Omit every picture and output the rest of the records exactly as they are.

################

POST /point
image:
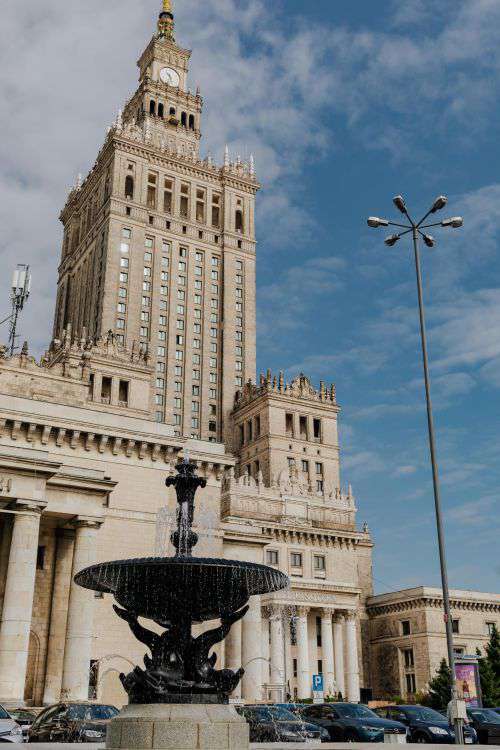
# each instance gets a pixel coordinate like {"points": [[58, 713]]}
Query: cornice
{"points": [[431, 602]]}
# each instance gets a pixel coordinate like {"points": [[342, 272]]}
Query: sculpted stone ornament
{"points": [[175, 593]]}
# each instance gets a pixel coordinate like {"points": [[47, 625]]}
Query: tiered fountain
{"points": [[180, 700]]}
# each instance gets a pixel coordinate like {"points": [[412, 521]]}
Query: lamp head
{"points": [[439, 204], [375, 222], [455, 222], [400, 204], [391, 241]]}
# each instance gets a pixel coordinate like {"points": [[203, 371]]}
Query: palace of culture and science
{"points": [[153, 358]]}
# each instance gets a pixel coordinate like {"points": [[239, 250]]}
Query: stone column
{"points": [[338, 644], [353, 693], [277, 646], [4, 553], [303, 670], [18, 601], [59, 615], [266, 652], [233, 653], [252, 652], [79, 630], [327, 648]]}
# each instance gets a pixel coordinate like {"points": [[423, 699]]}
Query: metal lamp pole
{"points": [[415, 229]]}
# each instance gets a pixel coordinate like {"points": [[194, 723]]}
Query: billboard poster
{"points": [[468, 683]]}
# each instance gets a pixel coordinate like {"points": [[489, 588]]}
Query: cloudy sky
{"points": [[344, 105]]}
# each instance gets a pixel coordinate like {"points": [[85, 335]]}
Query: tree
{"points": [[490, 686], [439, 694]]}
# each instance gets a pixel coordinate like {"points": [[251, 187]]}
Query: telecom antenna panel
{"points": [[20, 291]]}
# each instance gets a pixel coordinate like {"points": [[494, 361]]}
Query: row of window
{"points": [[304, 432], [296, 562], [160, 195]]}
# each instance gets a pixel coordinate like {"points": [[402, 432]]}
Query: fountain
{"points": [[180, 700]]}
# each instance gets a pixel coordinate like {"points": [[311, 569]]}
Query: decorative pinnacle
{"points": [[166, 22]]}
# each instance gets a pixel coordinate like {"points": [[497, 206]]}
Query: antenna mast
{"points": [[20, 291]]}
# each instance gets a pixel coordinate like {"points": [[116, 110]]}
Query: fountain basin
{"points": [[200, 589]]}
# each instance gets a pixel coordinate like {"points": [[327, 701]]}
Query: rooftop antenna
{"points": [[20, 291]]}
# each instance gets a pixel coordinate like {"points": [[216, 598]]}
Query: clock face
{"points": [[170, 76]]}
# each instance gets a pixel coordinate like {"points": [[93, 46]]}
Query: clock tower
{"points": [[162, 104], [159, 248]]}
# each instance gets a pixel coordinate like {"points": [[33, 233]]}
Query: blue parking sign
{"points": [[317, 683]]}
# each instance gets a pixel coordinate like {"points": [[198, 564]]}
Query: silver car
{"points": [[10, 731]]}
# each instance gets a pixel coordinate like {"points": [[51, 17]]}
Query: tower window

################

## Answer area
POST /point
image:
# each instance gets a pixel coordinate like {"points": [[58, 713]]}
Query: cornice
{"points": [[431, 602]]}
# each instance gets a pixel coordinate like {"points": [[342, 272]]}
Query: sculpted stone ornament
{"points": [[175, 593]]}
# each instance gets a pixel coordinate like {"points": [[47, 625]]}
Query: tiered fountain
{"points": [[180, 700]]}
# each instance gets a pixel coordinate like {"points": [[412, 521]]}
Query: lamp head
{"points": [[439, 204], [375, 222], [455, 222], [400, 204], [391, 241]]}
# each instance gets a pixel coordinate like {"points": [[203, 371]]}
Query: palace of culture and science
{"points": [[153, 358]]}
# each instance gets a pixel coordinate like {"points": [[239, 250]]}
Query: stone column
{"points": [[338, 644], [353, 693], [277, 646], [4, 553], [303, 670], [18, 601], [59, 615], [266, 652], [233, 653], [252, 652], [79, 630], [327, 648]]}
# each instance gets a pixel coordinate like {"points": [[423, 699]]}
Query: metal lamp pole
{"points": [[415, 229]]}
# each instance gets a pixel coordinate like {"points": [[194, 723]]}
Query: billboard poster
{"points": [[468, 683]]}
# each instance gets a pixel coordinate like {"points": [[489, 588]]}
Query: cloudy sky
{"points": [[344, 105]]}
# each instance gets a pixel coordinate like {"points": [[85, 335]]}
Query: tree
{"points": [[490, 686], [439, 694]]}
# each instance gets a pixel coordinate like {"points": [[251, 187]]}
Query: telecom antenna panel
{"points": [[20, 291]]}
# each instance gets a pixel coordinate like {"points": [[494, 361]]}
Query: row of window
{"points": [[304, 432], [296, 562], [160, 195]]}
# each instance gets a pixel coordinate like {"points": [[402, 432]]}
Query: fountain
{"points": [[180, 700]]}
# each instance gets a pixel coordinate like {"points": [[311, 569]]}
Query: decorative pinnacle
{"points": [[166, 22]]}
# each instance gets a pixel coordinate like {"points": [[497, 206]]}
Query: antenna mast
{"points": [[20, 291]]}
# each instance gets a pixel coordinate like {"points": [[116, 110]]}
Query: fountain basin
{"points": [[200, 589]]}
# each instance gets a pixel coordinate like {"points": [[327, 701]]}
Query: rooftop antenna
{"points": [[20, 291]]}
# each instance gets a pixel coordinate like {"points": [[216, 598]]}
Query: clock face
{"points": [[170, 76]]}
# each instance gets a pixel coordinate like {"points": [[93, 46]]}
Query: clock tower
{"points": [[162, 104], [159, 248]]}
# each instance gets a pixel coordinate like {"points": [[33, 233]]}
Query: blue parking sign
{"points": [[317, 683]]}
# each instance gets a pixel coordinate like {"points": [[198, 564]]}
Query: silver car
{"points": [[10, 731]]}
# each instance gets a pixel coordinate like {"points": [[51, 17]]}
Query: tower window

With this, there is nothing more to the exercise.